Task details: Continue the SageMath walkthrough below on finding minimal polynomials over the field Q(√-1, √7), picking up right after its last line.

To see what may happen, let us experiment first.

Assume our field is the field $F=\Bbb Q(\sqrt{-1},\sqrt 7)$. We would like to see which is the minimal polynomial of the algebraic numbers $$p=\cos\frac{2pi}7\ ,\ q=\cos\frac{2pi}7\$$ over this field. So let us introduce these objects.

F.<j, a> = QQ[sqrt(-1), sqrt(7)]
RF.<X> = PolynomialRing(F)

# p = cos( 2*pi*i / 7 )    # does not work with cos...
p = 1/2    * ( exp(2*pi*i /7) + exp(-2*pi*i /7) )
q = 1/2/i * ( exp(2*pi*i /7) - exp(-2*pi*i /7) )


The definition of $p$ using $\cos$ has no minpoly, but the above try to introduce p, mathematically equivalent, was giving me an object with a minimal polynomial.

sage: p.minpoly()
x^3 + 1/2*x^2 - 1/2*x - 1/8


And we can construct the extension:

sage: K.<b> = F.extension(p.minpoly()(X))
sage: K
Number Field in b with defining polynomial X^3 + 1/2*X^2 - 1/2*X - 1/8 over its base field


So this is also the minimal polynomial over F. Else sage would complain. Doing the same with q gives an error.

sage: q.minpoly()(X)
X^6 - 7/4*X^4 + 7/8*X^2 - 7/64
sage: K.<b> = F.extension(q.minpoly()(X))
---------------------------------------------------------------------------
ValueError                                Traceback (most recent call last)


and the long error traceback message ends with:

ValueError: defining polynomial (X^6 - 7/4*X^4 + 7/8*X^2 - 7/64) must be irreducible


Well, if it is not, then let us factorize it! It is important to factorize over F. This is done implicitly, tacitly if we have a polynomial in X, the transcendental variable of $F[X]$.

factors = [f for f, mul in q.minpoly()(X).factor()]


And the factors are:

sage: for f in factors:
....:     print(f)
....:
X^3 - 1/2*sqrt7*X^2 + 1/8*sqrt7
X^3 + 1/2*sqrt7*X^2 - 1/8*sqrt7


Exactly one of them is annihilating the algebraic number $q$. Can we evaluate each factor in q. Well, we may suspect a problem here, since there is no implicit coercion when computing the above polynomials in $q$. But the error message is irritating:

sage: f = factors[0]
sage: f(q)

Entries supplied:
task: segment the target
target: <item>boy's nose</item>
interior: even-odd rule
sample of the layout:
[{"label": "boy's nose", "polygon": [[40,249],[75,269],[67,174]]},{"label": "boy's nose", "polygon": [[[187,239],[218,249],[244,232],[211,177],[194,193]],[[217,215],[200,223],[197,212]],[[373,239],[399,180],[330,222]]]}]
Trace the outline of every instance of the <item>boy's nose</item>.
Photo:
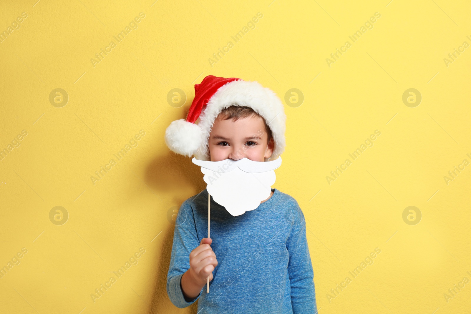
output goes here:
[{"label": "boy's nose", "polygon": [[245,152],[242,148],[235,147],[230,153],[229,154],[228,158],[237,161],[245,157],[244,153]]}]

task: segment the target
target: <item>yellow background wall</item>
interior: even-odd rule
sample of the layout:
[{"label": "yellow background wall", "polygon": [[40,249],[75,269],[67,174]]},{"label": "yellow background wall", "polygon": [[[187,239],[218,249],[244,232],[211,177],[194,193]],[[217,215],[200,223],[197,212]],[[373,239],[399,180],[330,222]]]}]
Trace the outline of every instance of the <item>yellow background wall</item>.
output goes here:
[{"label": "yellow background wall", "polygon": [[205,185],[163,135],[213,74],[302,93],[274,187],[306,217],[319,313],[469,313],[471,5],[390,1],[3,1],[0,312],[196,313],[165,284],[176,209]]}]

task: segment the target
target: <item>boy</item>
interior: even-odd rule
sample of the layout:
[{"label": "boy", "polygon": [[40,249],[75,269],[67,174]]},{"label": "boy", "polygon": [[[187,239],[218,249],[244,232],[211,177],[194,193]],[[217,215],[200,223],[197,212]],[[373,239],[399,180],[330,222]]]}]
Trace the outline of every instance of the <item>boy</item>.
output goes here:
[{"label": "boy", "polygon": [[[269,161],[284,150],[285,119],[268,89],[210,75],[195,85],[186,121],[171,124],[165,142],[201,160]],[[207,238],[207,200],[205,189],[177,215],[167,282],[172,303],[183,308],[198,299],[198,314],[316,314],[306,223],[296,200],[271,189],[257,208],[235,217],[211,197]]]}]

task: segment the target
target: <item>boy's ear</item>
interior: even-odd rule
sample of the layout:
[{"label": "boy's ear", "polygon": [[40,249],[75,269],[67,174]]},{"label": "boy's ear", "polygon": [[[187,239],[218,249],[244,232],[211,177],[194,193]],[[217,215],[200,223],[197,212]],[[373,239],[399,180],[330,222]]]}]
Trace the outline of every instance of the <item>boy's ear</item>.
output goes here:
[{"label": "boy's ear", "polygon": [[268,145],[267,145],[267,150],[265,151],[265,158],[269,158],[271,157],[271,154],[273,153],[273,149],[275,148],[275,142],[273,141],[273,138],[272,137],[270,139],[270,141],[268,142]]}]

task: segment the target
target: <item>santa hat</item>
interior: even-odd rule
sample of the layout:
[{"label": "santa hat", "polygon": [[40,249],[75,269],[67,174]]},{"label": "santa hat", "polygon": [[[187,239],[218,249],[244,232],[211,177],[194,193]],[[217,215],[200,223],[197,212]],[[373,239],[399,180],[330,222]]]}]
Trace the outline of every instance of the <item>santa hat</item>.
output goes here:
[{"label": "santa hat", "polygon": [[[172,121],[165,130],[165,143],[172,151],[196,159],[209,161],[208,142],[218,115],[230,105],[252,108],[266,121],[275,142],[275,160],[284,150],[286,115],[283,105],[271,89],[257,81],[208,75],[195,85],[195,98],[187,119]],[[195,122],[199,120],[196,124]]]}]

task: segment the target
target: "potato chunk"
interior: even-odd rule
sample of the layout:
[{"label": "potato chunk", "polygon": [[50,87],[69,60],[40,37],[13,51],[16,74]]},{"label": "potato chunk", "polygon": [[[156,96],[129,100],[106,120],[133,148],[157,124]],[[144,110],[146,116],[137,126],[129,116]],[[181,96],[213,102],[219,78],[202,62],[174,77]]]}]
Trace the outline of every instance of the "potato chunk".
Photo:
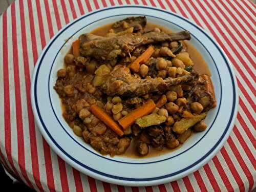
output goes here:
[{"label": "potato chunk", "polygon": [[204,119],[206,116],[206,114],[202,114],[201,115],[195,114],[194,117],[191,118],[182,118],[179,121],[177,121],[174,123],[173,131],[177,133],[181,134],[185,132],[188,128]]},{"label": "potato chunk", "polygon": [[150,115],[138,118],[135,123],[140,127],[146,127],[151,125],[160,124],[166,120],[166,117],[164,116],[152,113]]}]

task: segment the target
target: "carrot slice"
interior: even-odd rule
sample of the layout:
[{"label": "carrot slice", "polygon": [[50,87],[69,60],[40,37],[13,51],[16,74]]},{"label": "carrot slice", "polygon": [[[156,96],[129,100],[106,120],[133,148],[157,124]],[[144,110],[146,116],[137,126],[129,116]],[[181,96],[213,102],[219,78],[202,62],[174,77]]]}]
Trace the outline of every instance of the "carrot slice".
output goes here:
[{"label": "carrot slice", "polygon": [[161,96],[160,98],[157,101],[157,106],[158,108],[161,108],[167,102],[167,98],[165,95],[163,95]]},{"label": "carrot slice", "polygon": [[93,115],[102,121],[117,135],[120,137],[123,135],[123,132],[121,128],[101,108],[96,104],[93,104],[91,106],[90,110]]},{"label": "carrot slice", "polygon": [[214,86],[212,85],[212,82],[211,82],[211,80],[209,76],[207,75],[202,75],[201,77],[204,79],[205,84],[204,85],[204,88],[206,90],[209,91],[212,95],[212,97],[214,97],[214,103],[212,104],[212,108],[215,108],[217,103],[216,101],[216,98],[215,98],[215,93],[214,92]]},{"label": "carrot slice", "polygon": [[153,54],[155,50],[153,47],[149,47],[141,55],[138,57],[130,66],[130,69],[134,72],[138,72],[140,69],[140,65],[145,63]]},{"label": "carrot slice", "polygon": [[124,130],[126,130],[132,124],[134,123],[135,120],[138,118],[148,115],[156,109],[156,104],[152,100],[146,102],[141,107],[133,111],[122,118],[118,120],[118,122]]},{"label": "carrot slice", "polygon": [[79,56],[80,54],[79,47],[80,47],[79,39],[77,39],[73,42],[72,44],[73,54],[75,57],[77,57]]}]

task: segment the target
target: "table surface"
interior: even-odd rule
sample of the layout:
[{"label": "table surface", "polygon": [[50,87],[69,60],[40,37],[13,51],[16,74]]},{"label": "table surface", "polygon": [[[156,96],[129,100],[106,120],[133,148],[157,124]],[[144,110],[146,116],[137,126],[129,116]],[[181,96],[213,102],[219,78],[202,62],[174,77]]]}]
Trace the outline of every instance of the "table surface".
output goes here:
[{"label": "table surface", "polygon": [[[163,9],[210,33],[233,65],[239,104],[233,131],[207,164],[181,179],[146,187],[95,180],[66,163],[36,127],[30,82],[42,50],[62,27],[81,15],[120,5]],[[246,0],[20,0],[0,17],[0,159],[12,175],[36,190],[248,191],[255,185],[256,7]],[[216,127],[218,129],[218,127]]]}]

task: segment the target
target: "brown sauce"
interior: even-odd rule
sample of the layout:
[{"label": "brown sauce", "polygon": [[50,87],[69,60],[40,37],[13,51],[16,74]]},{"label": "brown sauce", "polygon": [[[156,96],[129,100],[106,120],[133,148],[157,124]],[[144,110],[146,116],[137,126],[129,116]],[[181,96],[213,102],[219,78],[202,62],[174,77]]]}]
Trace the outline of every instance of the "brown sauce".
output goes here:
[{"label": "brown sauce", "polygon": [[[109,31],[111,29],[112,26],[112,24],[110,24],[102,27],[100,27],[92,31],[91,33],[96,35],[105,36],[106,33],[108,33]],[[172,33],[172,30],[169,29],[166,29],[161,26],[150,23],[147,23],[145,29],[151,30],[153,30],[156,27],[160,29],[164,32]],[[189,54],[189,57],[194,63],[194,69],[200,74],[205,74],[210,76],[210,71],[202,56],[199,53],[195,47],[188,42],[188,41],[185,40],[185,43],[187,46],[187,52]]]},{"label": "brown sauce", "polygon": [[[107,24],[92,31],[91,32],[91,33],[98,36],[105,36],[106,33],[108,33],[109,30],[111,29],[112,26],[112,24]],[[166,32],[172,33],[172,31],[169,29],[166,29],[162,26],[158,25],[148,23],[147,24],[145,29],[146,30],[151,30],[154,29],[155,27],[157,27]],[[189,54],[189,56],[194,63],[194,69],[200,74],[206,74],[209,76],[210,76],[210,72],[209,70],[209,68],[208,68],[208,66],[204,61],[202,55],[193,46],[192,46],[190,43],[188,42],[188,41],[185,40],[184,41],[186,45],[187,46],[186,51]],[[64,111],[64,108],[62,108],[62,111]],[[191,135],[193,135],[193,132]],[[191,138],[191,136],[189,138]],[[189,138],[188,138],[188,139],[189,139]],[[132,158],[147,158],[148,157],[157,157],[167,153],[173,152],[175,150],[180,148],[182,147],[182,144],[180,144],[178,147],[176,147],[176,148],[173,150],[169,150],[166,147],[164,147],[161,151],[158,151],[150,146],[148,154],[144,157],[140,157],[138,156],[138,154],[136,151],[134,139],[133,139],[130,146],[127,148],[126,152],[124,154],[120,156],[122,157]]]}]

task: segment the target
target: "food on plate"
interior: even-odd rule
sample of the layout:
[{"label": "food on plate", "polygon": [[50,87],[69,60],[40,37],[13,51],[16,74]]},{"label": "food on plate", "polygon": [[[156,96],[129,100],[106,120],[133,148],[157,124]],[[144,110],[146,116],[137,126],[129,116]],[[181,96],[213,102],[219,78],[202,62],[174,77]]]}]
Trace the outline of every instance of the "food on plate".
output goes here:
[{"label": "food on plate", "polygon": [[190,38],[188,31],[173,33],[145,17],[80,35],[54,87],[74,134],[102,155],[129,149],[147,157],[205,131],[216,99]]}]

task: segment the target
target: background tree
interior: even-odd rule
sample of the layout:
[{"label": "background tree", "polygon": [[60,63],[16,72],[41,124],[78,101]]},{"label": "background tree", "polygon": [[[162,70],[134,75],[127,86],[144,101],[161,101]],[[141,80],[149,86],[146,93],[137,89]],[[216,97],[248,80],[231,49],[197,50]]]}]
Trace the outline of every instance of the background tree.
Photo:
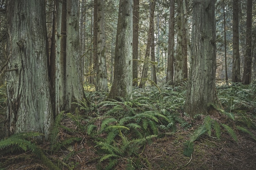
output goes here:
[{"label": "background tree", "polygon": [[193,2],[192,59],[184,110],[196,114],[215,113],[209,105],[215,102],[216,30],[215,1]]},{"label": "background tree", "polygon": [[139,0],[133,0],[132,17],[132,86],[138,85],[138,48]]},{"label": "background tree", "polygon": [[155,0],[150,1],[149,4],[150,7],[150,10],[149,11],[150,15],[149,27],[148,28],[148,41],[145,54],[145,59],[141,73],[141,79],[139,85],[140,88],[144,88],[145,87],[145,84],[148,76],[148,70],[149,63],[150,61],[149,58],[150,55],[150,47],[151,44],[151,39],[152,38],[152,34],[153,34],[152,31],[154,28],[154,15],[155,13]]},{"label": "background tree", "polygon": [[94,63],[97,72],[94,84],[96,90],[108,92],[107,65],[106,58],[106,38],[105,33],[105,9],[103,0],[97,0],[97,59]]},{"label": "background tree", "polygon": [[170,17],[168,40],[168,58],[166,83],[169,85],[173,83],[173,59],[174,58],[174,0],[170,0]]},{"label": "background tree", "polygon": [[132,97],[132,0],[120,0],[119,2],[114,80],[108,98],[129,99]]},{"label": "background tree", "polygon": [[252,76],[252,0],[247,0],[246,12],[246,41],[245,56],[244,58],[244,71],[242,81],[245,84],[251,83]]},{"label": "background tree", "polygon": [[187,47],[184,11],[186,5],[184,0],[177,1],[177,48],[175,57],[174,84],[177,85],[187,78]]},{"label": "background tree", "polygon": [[233,1],[233,66],[232,81],[241,81],[240,57],[239,54],[239,33],[238,0]]},{"label": "background tree", "polygon": [[[9,0],[5,128],[8,135],[36,131],[47,140],[53,123],[43,0]],[[12,70],[12,71],[11,71]]]}]

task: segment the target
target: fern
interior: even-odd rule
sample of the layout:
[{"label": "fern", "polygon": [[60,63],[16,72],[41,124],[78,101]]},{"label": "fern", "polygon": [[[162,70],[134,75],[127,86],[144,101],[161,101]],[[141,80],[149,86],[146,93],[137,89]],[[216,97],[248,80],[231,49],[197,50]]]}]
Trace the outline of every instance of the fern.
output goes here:
[{"label": "fern", "polygon": [[188,141],[184,144],[183,155],[190,157],[194,152],[194,143],[191,141]]},{"label": "fern", "polygon": [[205,130],[207,131],[209,136],[211,136],[211,118],[207,116],[204,118],[204,124],[205,126]]},{"label": "fern", "polygon": [[234,130],[229,126],[226,124],[221,124],[221,125],[226,129],[227,132],[230,135],[234,140],[236,142],[238,142],[236,134]]},{"label": "fern", "polygon": [[213,121],[213,129],[215,130],[215,134],[218,139],[220,138],[220,124],[215,120]]},{"label": "fern", "polygon": [[236,128],[239,131],[242,131],[243,132],[244,132],[249,134],[255,141],[256,141],[256,137],[255,137],[255,136],[254,135],[254,134],[252,134],[250,131],[243,127],[239,126],[236,126]]},{"label": "fern", "polygon": [[31,150],[32,153],[43,161],[44,164],[50,169],[60,170],[44,154],[41,149],[35,143],[28,139],[31,139],[41,135],[37,132],[20,133],[12,135],[8,138],[0,141],[0,150],[2,155],[18,150],[25,152]]},{"label": "fern", "polygon": [[53,145],[57,143],[58,137],[58,133],[59,132],[58,128],[61,123],[61,121],[63,118],[64,111],[61,112],[55,118],[54,123],[50,134],[49,139],[50,144],[52,148]]},{"label": "fern", "polygon": [[196,141],[200,136],[204,134],[207,131],[205,125],[203,124],[198,129],[190,138],[190,141],[194,142]]}]

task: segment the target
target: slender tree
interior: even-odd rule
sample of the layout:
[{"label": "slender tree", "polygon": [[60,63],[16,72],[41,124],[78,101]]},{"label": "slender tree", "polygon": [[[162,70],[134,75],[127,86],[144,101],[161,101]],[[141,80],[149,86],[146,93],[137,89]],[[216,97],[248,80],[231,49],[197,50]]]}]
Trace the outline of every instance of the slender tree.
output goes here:
[{"label": "slender tree", "polygon": [[114,80],[108,98],[128,100],[132,90],[132,0],[120,0],[115,53]]},{"label": "slender tree", "polygon": [[174,44],[174,0],[170,1],[170,18],[169,19],[169,33],[168,39],[168,57],[166,83],[169,85],[173,83],[173,59],[174,58],[173,47]]},{"label": "slender tree", "polygon": [[240,57],[239,56],[238,0],[233,0],[233,65],[232,81],[241,81]]},{"label": "slender tree", "polygon": [[78,1],[67,3],[67,42],[65,71],[65,109],[73,110],[74,102],[85,97],[83,86],[81,53],[79,39]]},{"label": "slender tree", "polygon": [[94,84],[96,90],[108,92],[107,63],[105,33],[105,11],[103,0],[97,0],[97,59],[94,65],[97,68]]},{"label": "slender tree", "polygon": [[154,15],[155,13],[155,0],[150,1],[150,19],[149,21],[149,28],[148,28],[148,42],[146,47],[146,53],[145,54],[145,61],[143,64],[143,68],[141,73],[141,77],[139,83],[139,87],[144,88],[145,87],[145,84],[148,76],[148,70],[149,63],[150,55],[150,46],[151,43],[151,38],[152,28],[153,27],[154,24]]},{"label": "slender tree", "polygon": [[225,13],[225,6],[223,6],[223,22],[224,25],[224,50],[225,58],[225,78],[226,79],[226,83],[228,84],[228,77],[227,77],[227,38],[226,35],[226,17]]},{"label": "slender tree", "polygon": [[252,0],[247,0],[246,11],[246,47],[244,59],[244,71],[242,81],[245,84],[251,83],[252,76]]},{"label": "slender tree", "polygon": [[133,0],[132,17],[132,85],[138,85],[138,45],[139,0]]},{"label": "slender tree", "polygon": [[185,111],[215,115],[211,106],[215,101],[216,30],[215,1],[193,2],[192,59]]},{"label": "slender tree", "polygon": [[[37,131],[47,140],[53,123],[44,0],[8,1],[5,120],[7,135]],[[43,137],[41,139],[43,139]]]},{"label": "slender tree", "polygon": [[187,65],[187,46],[184,14],[186,10],[184,0],[177,1],[177,36],[176,54],[175,64],[174,84],[179,83],[186,79],[188,76]]},{"label": "slender tree", "polygon": [[57,115],[60,112],[60,66],[61,55],[61,17],[62,3],[59,0],[54,1],[52,35],[50,56],[50,72],[52,102],[54,113]]},{"label": "slender tree", "polygon": [[[154,17],[153,17],[153,23],[154,23]],[[151,44],[150,44],[150,55],[151,57],[151,78],[152,85],[155,85],[157,84],[157,76],[156,76],[156,70],[155,69],[155,33],[154,33],[154,24],[152,25],[152,26],[151,27],[152,29],[151,31]]]}]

Expected answer:
---------------------------------------------------------------------------
TypeError                                 Traceback (most recent call last)

TypeError: no common canonical parent for objects with parents:
'Number Field in I with defining polynomial x^2 + 1 over its base field' and 'Symbolic Ring'


What kind of number field is F? It turns out that there is no chance to convert $j=\sqrt{-1}$, $a=\sqrt 7$ to elements in $\bar{\Bbb Q}$. What happens here?

Well, there is a difference... Let us compare:

sage: F.<j,a> = QQ[sqrt(-1), sqrt(7)]
sage: try:
....:     print(f'{a} is {QQbar(a)} in QQbar.')
....: except:
....:     print(f'{a} could not be converted to QQbar.')
....:
sqrt7 could not be converted to QQbar.


The constructor of F does not provide the coercion.

sage: RQ.<x> = PolynomialRing(QQ)
sage: F.<j,a> = NumberField([x^2 + 1, x^2 - 7], embedding=[1.*i, 2])
sage: try:
....:     print(f'{a} is {QQbar(a)} in QQbar.')
....: except:
....:     print(f'{a} could not be converted to QQbar.')
....:
a could not be converted to QQbar.


And finally...

sage: F.<a> = NumberField(x^2 - 7, embedding=2)
sage: QQbar(a)
2.645751311064591?


so over $\Bbb Q(a)=\Bbb Q(\sqrt 7)$ the whole story is working:

RQ.<x> = PolynomialRing(QQ)
F.<a> = NumberField(x^2 - 7, embedding=2.64)
RF.<X> = PolynomialRing(F)
q = 1/2/i * ( exp(2*pi*i /7) - exp(-2*pi*i /7) )
f = [f for f, mul in q.minpoly()(X).factor() if f.base_extend(QQbar)(QQbar(q)) == 0][0]
print(f'f is the following polynomial: {f}')


And we get:

f is the following polynomial: X^3 - 1/2*a*X^2 + 1/8*a


What?! What is going on here?

Note: I have added from the start also $\sqrt{-1}$ to get an error. It is better to work with errors the whole time, when sage is not supporting (without issues) a special functionality yet. (Else readers in hurry can get the wrong message.) However, the positive result in a special case lets us hope that things can be manufactured in a more general setting.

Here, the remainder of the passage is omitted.